Passage to read -
--------------------------------------------------

For Onley, poignant memories from his time in office are contained in letters, comments, or, in one unforgettable case, a small Ontario community’s legion hall event honouring a local hero, a woman dying of cancer. There was recognition and a celebration. After the woman died, Onley was touched to see that her obituary mentioned him. Her memorial stated that “it had been the most significant moment in her life to meet the Queen’s representative in Ontario,” he says. “I thought that was really significant – meeting not just me as David Onley but meeting the Queen’s representative.” It impressed upon him the significance of the vice-regal role.

--------------------------------------------------

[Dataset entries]

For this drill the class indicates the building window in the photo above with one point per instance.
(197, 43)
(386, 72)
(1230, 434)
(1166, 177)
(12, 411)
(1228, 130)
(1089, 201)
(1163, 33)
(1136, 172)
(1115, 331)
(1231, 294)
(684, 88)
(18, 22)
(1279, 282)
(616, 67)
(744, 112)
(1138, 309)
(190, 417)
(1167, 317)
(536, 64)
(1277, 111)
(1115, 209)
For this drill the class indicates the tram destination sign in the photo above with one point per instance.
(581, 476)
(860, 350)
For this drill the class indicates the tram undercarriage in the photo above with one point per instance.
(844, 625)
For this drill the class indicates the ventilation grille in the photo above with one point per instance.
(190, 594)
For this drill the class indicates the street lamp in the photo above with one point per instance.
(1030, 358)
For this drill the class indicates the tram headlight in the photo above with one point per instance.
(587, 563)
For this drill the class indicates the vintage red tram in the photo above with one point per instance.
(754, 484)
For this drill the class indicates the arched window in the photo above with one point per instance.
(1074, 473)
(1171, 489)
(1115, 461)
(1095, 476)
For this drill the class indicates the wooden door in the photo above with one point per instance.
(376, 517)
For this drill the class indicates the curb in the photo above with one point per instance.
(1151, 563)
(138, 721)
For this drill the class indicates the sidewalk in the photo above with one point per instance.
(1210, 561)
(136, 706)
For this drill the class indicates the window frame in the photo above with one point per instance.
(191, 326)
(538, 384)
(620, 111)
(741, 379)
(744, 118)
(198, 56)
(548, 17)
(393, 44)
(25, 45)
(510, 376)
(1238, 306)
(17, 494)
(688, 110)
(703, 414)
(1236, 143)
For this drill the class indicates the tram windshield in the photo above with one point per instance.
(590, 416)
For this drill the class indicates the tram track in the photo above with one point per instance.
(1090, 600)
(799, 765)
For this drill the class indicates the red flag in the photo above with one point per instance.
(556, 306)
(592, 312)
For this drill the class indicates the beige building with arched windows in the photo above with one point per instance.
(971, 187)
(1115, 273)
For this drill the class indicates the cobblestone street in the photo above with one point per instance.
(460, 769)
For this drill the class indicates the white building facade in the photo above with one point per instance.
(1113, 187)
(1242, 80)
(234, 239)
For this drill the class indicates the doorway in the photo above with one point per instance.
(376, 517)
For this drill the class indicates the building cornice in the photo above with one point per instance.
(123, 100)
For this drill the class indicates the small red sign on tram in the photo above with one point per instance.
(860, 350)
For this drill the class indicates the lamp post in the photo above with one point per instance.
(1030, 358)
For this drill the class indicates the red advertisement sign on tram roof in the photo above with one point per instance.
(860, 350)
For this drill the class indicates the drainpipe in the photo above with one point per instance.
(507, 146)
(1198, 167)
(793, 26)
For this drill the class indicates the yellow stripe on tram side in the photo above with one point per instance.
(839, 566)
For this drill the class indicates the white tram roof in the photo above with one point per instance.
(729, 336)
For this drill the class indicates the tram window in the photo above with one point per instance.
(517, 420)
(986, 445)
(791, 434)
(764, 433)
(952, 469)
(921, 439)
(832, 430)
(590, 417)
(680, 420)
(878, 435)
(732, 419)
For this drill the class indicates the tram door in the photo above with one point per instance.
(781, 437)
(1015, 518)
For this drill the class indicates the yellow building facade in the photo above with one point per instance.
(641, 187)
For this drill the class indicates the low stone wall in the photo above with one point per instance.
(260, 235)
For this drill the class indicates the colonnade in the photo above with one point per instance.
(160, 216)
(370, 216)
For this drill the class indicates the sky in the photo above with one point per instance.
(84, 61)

--------------------------------------------------

Task 1 - In the passage about David Onley, what illness was the woman recognized at the legion hall event dying of?
Task 2 - List the places where, according to the passage about David Onley, his poignant memories from his time in office are contained.
Task 3 - Please reproduce the part of the passage about David Onley between "For Onley, poignant" and "the vice-regal role.", inclusive.
These entries are separate material, apart from the passage about David Onley.

Output 1 - Cancer.

Output 2 - Letters, comments, and a small Ontario community's legion hall event.

Output 3 -
For Onley, poignant memories from his time in office are contained in letters, comments, or, in one unforgettable case, a small Ontario community’s legion hall event honouring a local hero, a woman dying of cancer. There was recognition and a celebration. After the woman died, Onley was touched to see that her obituary mentioned him. Her memorial stated that “it had been the most significant moment in her life to meet the Queen’s representative in Ontario,” he says. “I thought that was really significant – meeting not just me as David Onley but meeting the Queen’s representative.” It impressed upon him the significance of the vice-regal role.